* **PASSAGE TO READ**
▶
Soon enough, however, Ramon was in trouble again, and this time there was no garage-owner to speak for him. He had, I believe, stolen a car or had pillaged its engine beyond economic repair; and he was sent to prison for some time. When he came out he said he had spent a few weeks in Brixton. ‘Then I went down to a place in Kent.’ I heard this from his former co-accused in the boarding-house. There Ramon had become a figure of fun. And when I next heard of him he was dead, in a car crash.
He was a child, an innocent, a maker; someone for whom the world had never held either glory or pathos; someone for whom there had been no place. ‘Then I went down to a place in Kent.’ He was guiltless of humour or posturing. One place was like another; the world was full of such places in which, unseeing, one passed one’s days. He was dead now, and I wished to offer him recognition. He was of the religion of my family; we were debased members of that religion, and this very debasement I felt as a bond. We were a tiny, special part of that featureless, unknown country, meaningful to us, if we thought about it, only in that we were its remote descendants. I wished his body to be handled with reverence, and I wished it to be handled according to the old rites. This alone would spare him final nonentity. So perhaps the Roman felt in Cappadocia or Britain; and London was now as remote from the centre of our world as, among the ruins of some Roman villa in Gloucestershire, Britain still feels far from home and can be seen as a country which in an emblematic map, curling at the corners, is partly obscured by the clouds blown by a cherub, a country of mist and rain and forest, from which the traveller is soon to hurry back to a warm, familiar land. For us no such land existed.
◀
* **TASKS TO COMPLETE**
1. Answer these questions using the passage about Ramon.
(a) Where did Ramon say he spent a few weeks after being sent to prison?
(b) How did Ramon die?
(c) According to what rites did the narrator wish Ramon's body to be handled?
2. Write what comes next in the passage about Ramon, starting after its final sentence.
The listing that comes after this passage is taken from a separate source.

* **DATA LINES**
▶
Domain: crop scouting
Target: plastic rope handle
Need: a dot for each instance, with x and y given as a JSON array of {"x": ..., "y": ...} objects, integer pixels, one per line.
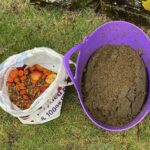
◀
* **ANSWERS TO THE TASKS**
1.
(a) In Brixton.
(b) In a car crash.
(c) The old rites.

2.
I missed Ramon’s funeral. He was not cremated but buried, and a student from Trinidad conducted the rites which his caste entitled him to perform. He had read my books and did not want me to be there. Denied a presence I so much wished, I had to imagine the scene: a man in a white dhoti speaking gibberish over the corpse of Ramon, making up rites among the tombstones and crosses of a more recent religion, the mean buildings of a London suburb low in the distance, against an industrial sky.
But how could the mood be supported? Ramon died fittingly and was buried fittingly. In addition to everything else, he was buried free, by a funeral agency whose stalled hearse, encountered by chance on the road only a few days before his death, he had set going again.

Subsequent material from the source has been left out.